DOCUMENT EXTRACT Start Marker

Then, we reconstruct the ncRNA-disease association graph $\textbf{ReG} \in \mathbb {R}^{N_{nc} \times N_{d}}$ by using Matrix Factorization (MF), which can be described as:

$$\begin{aligned} \textbf{ReG} = \textbf{X}_{nc}^{\prime } \cdot {\textbf{Y}_{d}^{\prime }}^{T} \end{aligned}$$

(29)

Deep matrix factorization

Matrix Factorization (MF) is a latent factor model, which performs outstanding capacity in information mining of the recommender tasks [49]. Many previous works utilize MF methods of predicting the linkages between biological entities successfully [3, 50, 51]. As we all know, the associations between biological entities are very sparse, which will affect the performance of the computational methods. In order to alleviate the impact of this problem, many methods add relevant similarity information to assist a prediction task [52]. However, modeling only linear features extracted by MF is insufficient to extract complicated associations between ncRNAs and diseases. Deep matrix factorization (DMF) captures non-linear features between ncRNA and disease, which is based on all explicit and implicit feedback and improves the prediction performance.

DOCUMENT EXTRACT End Marker
AVAILABLE DATA Start Marker

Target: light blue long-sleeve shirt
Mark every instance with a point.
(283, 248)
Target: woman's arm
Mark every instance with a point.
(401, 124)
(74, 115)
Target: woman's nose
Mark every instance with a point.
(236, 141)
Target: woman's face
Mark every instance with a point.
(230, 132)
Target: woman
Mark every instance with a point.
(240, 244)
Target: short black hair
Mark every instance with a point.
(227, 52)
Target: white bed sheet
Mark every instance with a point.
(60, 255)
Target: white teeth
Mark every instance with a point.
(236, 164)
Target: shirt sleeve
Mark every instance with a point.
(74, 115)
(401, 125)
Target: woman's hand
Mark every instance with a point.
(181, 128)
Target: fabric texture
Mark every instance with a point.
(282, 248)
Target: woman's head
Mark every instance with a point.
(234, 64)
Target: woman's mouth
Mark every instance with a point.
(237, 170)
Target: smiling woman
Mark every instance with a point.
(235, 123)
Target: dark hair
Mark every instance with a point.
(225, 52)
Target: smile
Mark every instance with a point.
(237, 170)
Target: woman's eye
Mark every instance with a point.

AVAILABLE DATA End Marker
AVAILABLE DATA Start Marker

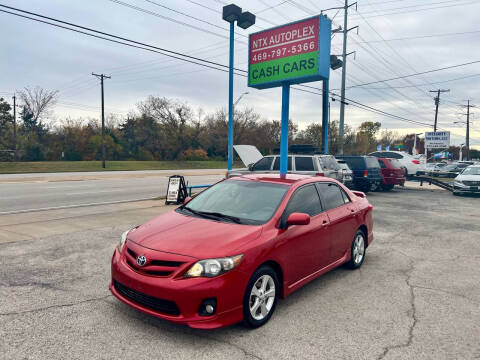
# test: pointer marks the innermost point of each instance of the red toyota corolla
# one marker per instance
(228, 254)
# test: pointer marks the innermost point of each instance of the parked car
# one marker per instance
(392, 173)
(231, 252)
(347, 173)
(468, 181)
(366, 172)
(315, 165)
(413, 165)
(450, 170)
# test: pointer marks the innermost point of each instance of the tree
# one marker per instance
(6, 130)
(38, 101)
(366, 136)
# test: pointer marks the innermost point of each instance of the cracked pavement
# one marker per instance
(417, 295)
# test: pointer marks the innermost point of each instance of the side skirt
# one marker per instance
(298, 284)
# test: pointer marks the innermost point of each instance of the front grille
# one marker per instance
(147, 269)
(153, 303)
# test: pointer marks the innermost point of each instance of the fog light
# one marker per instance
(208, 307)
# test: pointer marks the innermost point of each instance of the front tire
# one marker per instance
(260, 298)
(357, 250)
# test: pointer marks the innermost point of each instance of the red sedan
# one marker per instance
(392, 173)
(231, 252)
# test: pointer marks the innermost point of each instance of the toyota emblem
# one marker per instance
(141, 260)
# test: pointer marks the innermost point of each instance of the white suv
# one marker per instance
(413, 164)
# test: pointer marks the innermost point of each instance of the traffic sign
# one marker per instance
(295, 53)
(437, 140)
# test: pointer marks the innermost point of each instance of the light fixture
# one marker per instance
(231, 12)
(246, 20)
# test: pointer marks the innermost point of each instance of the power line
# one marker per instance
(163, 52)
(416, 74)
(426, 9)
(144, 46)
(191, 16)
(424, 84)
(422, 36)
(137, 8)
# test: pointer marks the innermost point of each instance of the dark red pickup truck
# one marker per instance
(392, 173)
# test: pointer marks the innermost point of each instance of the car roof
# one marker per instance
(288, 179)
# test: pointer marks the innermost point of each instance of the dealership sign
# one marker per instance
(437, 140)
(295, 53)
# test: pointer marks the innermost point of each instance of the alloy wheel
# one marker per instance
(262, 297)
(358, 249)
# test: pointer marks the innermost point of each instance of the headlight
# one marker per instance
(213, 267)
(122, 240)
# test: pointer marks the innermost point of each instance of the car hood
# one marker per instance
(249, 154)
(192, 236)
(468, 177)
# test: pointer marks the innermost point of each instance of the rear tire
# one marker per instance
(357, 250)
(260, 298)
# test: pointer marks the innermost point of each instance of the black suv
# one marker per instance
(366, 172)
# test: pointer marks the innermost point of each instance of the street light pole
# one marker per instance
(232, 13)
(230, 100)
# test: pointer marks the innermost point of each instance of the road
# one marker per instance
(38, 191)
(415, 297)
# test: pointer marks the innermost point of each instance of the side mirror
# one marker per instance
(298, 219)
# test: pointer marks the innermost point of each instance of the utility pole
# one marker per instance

AVAILABLE DATA End Marker

PROBLEM TO SOLVE
Reproduce the portion of the matrix factorization passage above starting at "Matrix Factorization (MF) is" and ending at "the prediction performance.".

ANSWER TO THIS TASK
Matrix Factorization (MF) is a latent factor model, which performs outstanding capacity in information mining of the recommender tasks [49]. Many previous works utilize MF methods of predicting the linkages between biological entities successfully [3, 50, 51]. As we all know, the associations between biological entities are very sparse, which will affect the performance of the computational methods. In order to alleviate the impact of this problem, many methods add relevant similarity information to assist a prediction task [52]. However, modeling only linear features extracted by MF is insufficient to extract complicated associations between ncRNAs and diseases. Deep matrix factorization (DMF) captures non-linear features between ncRNA and disease, which is based on all explicit and implicit feedback and improves the prediction performance.